=== Task directions ===
Find the line containing "box: [789, 1274, 930, 1567]" in the material below; copy that line and all following lines exactly.

══════════

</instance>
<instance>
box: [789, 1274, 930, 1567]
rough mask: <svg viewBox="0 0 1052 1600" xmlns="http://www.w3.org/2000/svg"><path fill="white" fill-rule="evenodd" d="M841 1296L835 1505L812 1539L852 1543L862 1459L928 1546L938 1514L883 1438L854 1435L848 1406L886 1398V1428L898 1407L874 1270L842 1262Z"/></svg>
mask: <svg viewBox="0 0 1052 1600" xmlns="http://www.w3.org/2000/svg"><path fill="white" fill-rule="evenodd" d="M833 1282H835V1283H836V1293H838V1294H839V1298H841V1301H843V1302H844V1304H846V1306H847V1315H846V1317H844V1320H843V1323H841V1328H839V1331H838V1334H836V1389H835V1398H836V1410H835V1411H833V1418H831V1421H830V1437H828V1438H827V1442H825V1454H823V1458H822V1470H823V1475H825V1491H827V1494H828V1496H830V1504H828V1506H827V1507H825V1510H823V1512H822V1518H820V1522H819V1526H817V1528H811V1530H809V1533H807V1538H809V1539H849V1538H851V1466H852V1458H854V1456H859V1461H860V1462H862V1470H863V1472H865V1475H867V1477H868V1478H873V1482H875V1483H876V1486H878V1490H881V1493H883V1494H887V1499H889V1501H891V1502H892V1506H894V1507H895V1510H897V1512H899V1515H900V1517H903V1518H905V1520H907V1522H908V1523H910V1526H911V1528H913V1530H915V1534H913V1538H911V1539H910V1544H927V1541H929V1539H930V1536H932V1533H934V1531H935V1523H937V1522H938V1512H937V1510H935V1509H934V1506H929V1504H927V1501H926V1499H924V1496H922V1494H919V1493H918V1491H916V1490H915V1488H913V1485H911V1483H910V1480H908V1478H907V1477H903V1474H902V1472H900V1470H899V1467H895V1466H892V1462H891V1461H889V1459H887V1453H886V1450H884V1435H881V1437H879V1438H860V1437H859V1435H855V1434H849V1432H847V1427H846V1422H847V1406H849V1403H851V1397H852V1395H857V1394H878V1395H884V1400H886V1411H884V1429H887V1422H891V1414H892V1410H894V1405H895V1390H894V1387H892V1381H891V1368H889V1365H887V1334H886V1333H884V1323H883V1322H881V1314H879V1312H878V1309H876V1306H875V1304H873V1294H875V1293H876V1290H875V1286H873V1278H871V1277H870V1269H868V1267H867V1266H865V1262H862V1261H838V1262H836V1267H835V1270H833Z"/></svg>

══════════

=== Response below ===
box: [789, 1274, 930, 1567]
rough mask: <svg viewBox="0 0 1052 1600" xmlns="http://www.w3.org/2000/svg"><path fill="white" fill-rule="evenodd" d="M841 1296L835 1505L812 1539L852 1543L862 1459L928 1546L938 1514L883 1438L854 1435L848 1406L886 1398V1428L898 1407L874 1270L842 1262Z"/></svg>
mask: <svg viewBox="0 0 1052 1600" xmlns="http://www.w3.org/2000/svg"><path fill="white" fill-rule="evenodd" d="M833 1282H835V1283H836V1293H838V1294H839V1298H841V1301H843V1302H844V1304H846V1306H847V1315H846V1317H844V1320H843V1323H841V1328H839V1331H838V1334H836V1389H835V1398H836V1410H835V1411H833V1418H831V1421H830V1437H828V1438H827V1442H825V1454H823V1458H822V1470H823V1475H825V1491H827V1494H828V1496H830V1504H828V1506H827V1507H825V1510H823V1512H822V1518H820V1522H819V1526H817V1528H811V1530H809V1533H807V1538H809V1539H849V1538H851V1466H852V1458H854V1456H859V1461H860V1462H862V1470H863V1472H865V1475H867V1477H868V1478H873V1482H875V1483H876V1486H878V1490H881V1493H883V1494H887V1499H889V1501H891V1502H892V1506H894V1507H895V1510H897V1512H899V1515H900V1517H903V1518H905V1520H907V1522H908V1523H910V1526H911V1528H913V1530H915V1534H913V1538H911V1539H910V1544H927V1541H929V1539H930V1536H932V1533H934V1531H935V1523H937V1522H938V1512H937V1510H935V1509H934V1506H929V1504H927V1501H926V1499H924V1496H922V1494H919V1493H918V1491H916V1490H915V1488H913V1485H911V1483H910V1480H908V1478H907V1477H903V1474H902V1472H900V1470H899V1467H895V1466H892V1462H891V1461H889V1459H887V1453H886V1450H884V1435H881V1437H879V1438H860V1437H859V1435H855V1434H849V1432H847V1427H846V1422H847V1406H849V1403H851V1397H852V1395H857V1394H878V1395H884V1400H886V1411H884V1429H887V1422H891V1414H892V1410H894V1405H895V1390H894V1387H892V1381H891V1368H889V1365H887V1334H886V1333H884V1323H883V1322H881V1314H879V1312H878V1309H876V1306H875V1304H873V1294H875V1293H876V1290H875V1286H873V1278H871V1277H870V1269H868V1267H867V1266H865V1262H862V1261H838V1262H836V1267H835V1270H833Z"/></svg>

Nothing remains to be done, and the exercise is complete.